Consigne: Condensez le paragraphe du texte « Evocations » qui commence par « Mais j'aime aussi le souvenir », en gardant ses faits principaux.

Extrait source:

━━━━━━━━

6. Evocations
Je suis ainsi faite : j'aime vivre l'instant, et j'aime l'exercice mental consistant à le revivre.
J'aime regarder une personne et imaginer ses formes. J'aime qu'on me dévoile ces formes pour la première fois. J'aime qu'on me dévoile des formes que je connais et que je désire. J'aime la caresse de ma main sur la peau. J'aime les tressaillements d'un sein ou d'un sexe que cette caresse engendre. J'aime le contact des bouches. J'aime le rythme de l'acte sexuel. J'aime l'orgasme. J'aime l'autre.
Mais j'aime aussi le souvenir de ces instants. Emplir mon esprit des images, des contacts, des odeurs, des actes, des sons. De la présence des personnes. J'aime ce léger pincement du coeur à l'évocation de bonheurs passés. J'aime me perdre dans les méandres et les incertitudes de la mémoire. Une chaleur intérieure m'anime, comme un écho du plaisir vécu. Certaines fois je me délecte de ces seules sensations, d'autres fois je les accompagne d'une masturbation précise et délicate, et d'orgasmes qui deviennent souvenirs à leur tour.

━━━━━━━━

Lignes tirées d'une collection

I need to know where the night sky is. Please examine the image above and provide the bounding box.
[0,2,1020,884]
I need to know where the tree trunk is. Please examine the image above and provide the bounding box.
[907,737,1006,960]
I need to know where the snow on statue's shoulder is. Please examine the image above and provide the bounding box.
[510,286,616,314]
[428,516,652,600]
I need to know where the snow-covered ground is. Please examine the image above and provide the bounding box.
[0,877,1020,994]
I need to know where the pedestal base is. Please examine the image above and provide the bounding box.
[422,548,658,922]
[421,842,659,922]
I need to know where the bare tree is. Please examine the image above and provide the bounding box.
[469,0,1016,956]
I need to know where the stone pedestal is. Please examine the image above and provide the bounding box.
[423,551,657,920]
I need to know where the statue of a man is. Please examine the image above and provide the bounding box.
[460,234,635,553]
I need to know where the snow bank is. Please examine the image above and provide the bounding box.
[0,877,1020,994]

━━━━━━━━

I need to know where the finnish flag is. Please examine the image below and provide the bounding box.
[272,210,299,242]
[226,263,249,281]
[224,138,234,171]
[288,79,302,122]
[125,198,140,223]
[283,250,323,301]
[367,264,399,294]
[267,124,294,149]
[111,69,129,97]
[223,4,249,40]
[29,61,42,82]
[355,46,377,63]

━━━━━━━━

Réponse attendue: J'aime aussi me remémorer ces instants : images, contacts, odeurs, actes, sons et présence des personnes. L'évocation de bonheurs passés me pince légèrement le cœur. J'aime me perdre dans les méandres incertains de la mémoire, qui m'anime d'une chaleur comme un écho du plaisir. Parfois ces sensations me suffisent. D'autres fois, je les accompagne d'une masturbation précise et délicate, dont les orgasmes deviennent à leur tour des souvenirs.